Source records:

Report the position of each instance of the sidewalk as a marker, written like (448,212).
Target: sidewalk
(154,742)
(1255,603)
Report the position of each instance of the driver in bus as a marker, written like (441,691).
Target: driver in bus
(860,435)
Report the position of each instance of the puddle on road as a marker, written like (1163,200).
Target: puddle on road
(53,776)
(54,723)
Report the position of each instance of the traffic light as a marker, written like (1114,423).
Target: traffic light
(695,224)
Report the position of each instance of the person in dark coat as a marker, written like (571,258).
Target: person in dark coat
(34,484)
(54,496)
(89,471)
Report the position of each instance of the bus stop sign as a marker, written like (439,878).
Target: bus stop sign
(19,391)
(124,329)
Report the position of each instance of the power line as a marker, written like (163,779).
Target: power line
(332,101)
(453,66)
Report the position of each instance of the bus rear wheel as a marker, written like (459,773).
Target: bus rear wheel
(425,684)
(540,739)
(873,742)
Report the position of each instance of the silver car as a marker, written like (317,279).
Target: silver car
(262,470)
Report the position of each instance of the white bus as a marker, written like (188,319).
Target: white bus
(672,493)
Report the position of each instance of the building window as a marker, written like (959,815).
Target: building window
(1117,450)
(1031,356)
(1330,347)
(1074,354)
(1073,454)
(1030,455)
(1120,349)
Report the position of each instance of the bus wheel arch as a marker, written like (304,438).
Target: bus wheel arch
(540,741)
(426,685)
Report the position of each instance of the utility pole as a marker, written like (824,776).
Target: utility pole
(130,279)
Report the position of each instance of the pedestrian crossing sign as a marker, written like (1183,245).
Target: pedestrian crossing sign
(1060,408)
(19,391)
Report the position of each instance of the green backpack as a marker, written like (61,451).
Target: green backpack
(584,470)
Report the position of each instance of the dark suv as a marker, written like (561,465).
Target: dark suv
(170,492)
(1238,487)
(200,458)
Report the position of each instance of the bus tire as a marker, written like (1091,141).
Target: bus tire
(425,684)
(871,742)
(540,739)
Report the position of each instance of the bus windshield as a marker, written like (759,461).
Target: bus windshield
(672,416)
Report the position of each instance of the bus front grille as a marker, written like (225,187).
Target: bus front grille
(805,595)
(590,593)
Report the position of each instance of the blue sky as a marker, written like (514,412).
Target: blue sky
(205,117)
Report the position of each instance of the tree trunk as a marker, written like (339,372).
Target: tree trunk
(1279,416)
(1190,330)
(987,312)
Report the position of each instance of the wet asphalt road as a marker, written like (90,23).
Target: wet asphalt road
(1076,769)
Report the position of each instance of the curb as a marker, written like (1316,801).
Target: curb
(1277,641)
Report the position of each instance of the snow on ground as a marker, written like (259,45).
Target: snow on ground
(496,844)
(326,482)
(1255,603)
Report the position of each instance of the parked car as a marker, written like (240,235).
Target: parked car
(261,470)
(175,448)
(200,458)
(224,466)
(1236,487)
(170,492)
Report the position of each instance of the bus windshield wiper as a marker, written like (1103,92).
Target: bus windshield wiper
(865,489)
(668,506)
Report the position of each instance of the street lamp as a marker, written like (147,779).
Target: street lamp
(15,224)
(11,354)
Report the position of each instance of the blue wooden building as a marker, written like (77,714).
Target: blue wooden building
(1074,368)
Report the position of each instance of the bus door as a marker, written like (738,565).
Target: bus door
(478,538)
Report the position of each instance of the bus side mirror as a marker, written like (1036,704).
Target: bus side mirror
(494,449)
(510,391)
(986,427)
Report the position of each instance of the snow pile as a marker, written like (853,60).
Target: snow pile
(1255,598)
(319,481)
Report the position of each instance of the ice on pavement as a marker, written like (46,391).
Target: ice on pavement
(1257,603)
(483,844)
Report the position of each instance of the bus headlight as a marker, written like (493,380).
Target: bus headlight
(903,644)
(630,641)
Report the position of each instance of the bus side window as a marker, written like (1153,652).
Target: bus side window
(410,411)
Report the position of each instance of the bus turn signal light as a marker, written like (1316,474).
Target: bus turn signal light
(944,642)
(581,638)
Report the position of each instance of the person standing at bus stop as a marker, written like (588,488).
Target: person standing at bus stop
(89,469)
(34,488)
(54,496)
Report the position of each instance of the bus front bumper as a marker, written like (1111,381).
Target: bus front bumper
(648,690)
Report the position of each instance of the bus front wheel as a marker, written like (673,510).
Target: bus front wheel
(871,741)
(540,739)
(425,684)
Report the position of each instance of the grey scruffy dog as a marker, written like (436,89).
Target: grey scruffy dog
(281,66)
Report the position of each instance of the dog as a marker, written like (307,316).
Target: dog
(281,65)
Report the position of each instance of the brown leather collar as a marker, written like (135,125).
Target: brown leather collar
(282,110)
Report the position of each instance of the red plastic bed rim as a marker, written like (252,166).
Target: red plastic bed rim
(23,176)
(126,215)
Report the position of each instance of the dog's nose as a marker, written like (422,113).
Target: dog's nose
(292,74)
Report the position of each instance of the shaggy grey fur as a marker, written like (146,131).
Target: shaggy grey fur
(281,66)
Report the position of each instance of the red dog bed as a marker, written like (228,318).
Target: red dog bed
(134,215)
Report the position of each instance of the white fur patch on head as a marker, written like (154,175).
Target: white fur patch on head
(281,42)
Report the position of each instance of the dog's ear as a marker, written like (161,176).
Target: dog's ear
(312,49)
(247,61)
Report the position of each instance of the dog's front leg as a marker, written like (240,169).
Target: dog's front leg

What needs to be done: Arrange every row above as a numbered list, leaving out blank lines.

Task answer:
1. Report the position of each instance of the sidewalk as a marker, written like (448,212).
2. Target: sidewalk
3. (154,742)
4. (1255,603)
5. Report the position of each instance of the driver in bus as a marker, written like (441,691).
6. Target: driver in bus
7. (860,435)
8. Report the position of each instance of the puddle on road as a marker, written like (1163,200).
9. Target: puddle on road
10. (53,776)
11. (54,723)
12. Report the position of each instance of the traffic light as a marker, written like (1114,423).
13. Target: traffic light
14. (695,224)
15. Report the position of each instance of the person in dark coat as a marker, written like (571,258).
16. Target: person in dark coat
17. (34,484)
18. (54,496)
19. (89,471)
20. Report the position of each instance of the bus stop sign as a marker, written like (439,878).
21. Target: bus stop sign
22. (19,391)
23. (124,329)
24. Report the position of each instance of the power line as a marker, written like (163,779).
25. Target: power line
26. (332,101)
27. (453,66)
28. Report the position of each instance of the bus rear wheel as a marker, written like (459,773).
29. Target: bus rear wheel
30. (425,684)
31. (540,739)
32. (873,742)
33. Report the position of each instance of the silver car as a marker, written like (317,279).
34. Target: silver car
35. (262,470)
36. Report the position of each instance of the white bus as a marker, written like (188,319).
37. Target: white bus
38. (672,493)
39. Report the position of each instance of the building window as a marker, written like (959,815).
40. Target: building window
41. (1117,450)
42. (1031,356)
43. (1330,347)
44. (1074,354)
45. (1073,454)
46. (1030,455)
47. (1120,349)
48. Report the position of each instance of the bus wheel arch as a marker, written like (304,438).
49. Target: bus wheel arch
50. (540,741)
51. (426,685)
52. Report the position of each instance of the utility pole as a marker, written like (824,776).
53. Target: utility pole
54. (130,279)
55. Report the position of each instance of the pedestrian crossing sign as a marker, written like (1183,245).
56. Target: pedestrian crossing sign
57. (1060,408)
58. (19,391)
59. Report the position of each instance of the green backpack as a marker, written like (61,451).
60. Target: green backpack
61. (584,470)
62. Report the position of each instance of the dark suv as a marker, written like (561,465).
63. Target: dark suv
64. (170,492)
65. (1238,487)
66. (200,458)
67. Report the position of each instance of the bus tire as a marker, written like (1091,141).
68. Target: bus tire
69. (425,684)
70. (871,742)
71. (540,739)
72. Report the position of each instance of the bus windshield as a marker, written like (759,461).
73. Target: bus windshield
74. (672,416)
75. Report the position of each instance of the bus front grille as a marker, written like (225,187).
76. Target: bus front grille
77. (805,595)
78. (590,593)
79. Report the position of each instance of the blue sky as a marker, written like (514,412).
80. Target: blue sky
81. (205,117)
82. Report the position of each instance of the tree trunk as a marker, written like (339,372).
83. Target: tree trunk
84. (1279,416)
85. (1190,330)
86. (987,312)
87. Report the position of each instance of the wet asphalt road as a marker, written like (90,23).
88. Target: wet asphalt road
89. (1076,769)
90. Report the position of each instance of the curb as a marker, written like (1316,801).
91. Target: curb
92. (1277,641)
93. Report the position of each instance of the snow on ground as a marker, written like (259,45).
94. Target: snow on ground
95. (496,844)
96. (326,482)
97. (1255,603)
98. Report the position of each instance of the parked car as a marker, written like (240,235).
99. Target: parked car
100. (261,470)
101. (175,448)
102. (200,458)
103. (224,466)
104. (1236,487)
105. (170,492)
106. Report the position of each instance of the bus windshield wiper as a marker, written like (1103,92).
107. Target: bus windshield wiper
108. (865,489)
109. (668,506)
110. Report the position of each instance of the street lamp as a marker, written like (147,779).
111. Target: street lamp
112. (15,224)
113. (11,354)
114. Report the position of each instance of the blue wooden building as a marker, written like (77,714).
115. Target: blue wooden building
116. (1074,368)
117. Report the position of each instance of the bus door as a marker, written like (738,565).
118. Target: bus door
119. (478,538)
120. Report the position of each instance of the bus side mirror as a marker, written like (1036,704).
121. Target: bus side mirror
122. (494,449)
123. (510,391)
124. (986,427)
125. Report the position of each instance of the snow pile as a marker, written like (853,60).
126. Target: snow pile
127. (1255,598)
128. (319,481)
129. Report the position of each instance of the ice on pavement as a marker, written like (46,391).
130. Target: ice on pavement
131. (1257,603)
132. (483,844)
133. Report the position of each instance of the bus headlight as a marker, written like (493,380).
134. Target: bus headlight
135. (903,644)
136. (630,641)
137. Report the position of each instance of the bus side window as a marker, written like (1153,652).
138. Target: bus side window
139. (410,411)
140. Report the position of each instance of the bus turn signal light as a marker, written like (1316,474).
141. Target: bus turn signal light
142. (944,642)
143. (581,638)
144. Report the position of each instance of the person standing at bus stop as a marker, written like (588,488).
145. Target: person standing at bus stop
146. (89,469)
147. (34,488)
148. (54,496)
149. Report the position of each instance of the bus front bumper as a marker, written like (1111,381).
150. Target: bus front bumper
151. (648,690)
152. Report the position of each instance of the bus front wheel as a marker, written like (673,510).
153. Target: bus front wheel
154. (871,741)
155. (540,739)
156. (425,684)
157. Report the position of each instance of the grey scruffy dog as a marker, written like (436,89).
158. Target: grey scruffy dog
159. (281,66)
160. Report the position of each instance of the dog as a marker, written like (307,316).
161. Target: dog
162. (281,65)
163. Report the position of each instance of the brown leather collar as a marker, written like (135,125).
164. Target: brown leather collar
165. (282,110)
166. Report the position of each instance of the red plastic bed rim as a marker, written like (252,166).
167. Target: red plastic bed rim
168. (23,176)
169. (126,215)
170. Report the position of each instance of the dog's nose as a marker, written like (422,113).
171. Target: dog's nose
172. (292,74)
173. Report the position of each instance of the shaggy grey fur as a marker, written like (146,131).
174. Target: shaggy grey fur
175. (281,66)
176. Report the position of each instance of the red dog bed as a marker, written like (228,318).
177. Target: red dog bed
178. (134,215)
179. Report the position of each instance of the white fur patch on head as a marker, written like (154,175).
180. Target: white fur patch on head
181. (281,42)
182. Report the position of each instance of the dog's ear as a marker, written like (161,176).
183. Target: dog's ear
184. (312,49)
185. (247,61)
186. Report the position of each instance of the dog's front leg as a marker, written like (240,169).
187. Target: dog's front leg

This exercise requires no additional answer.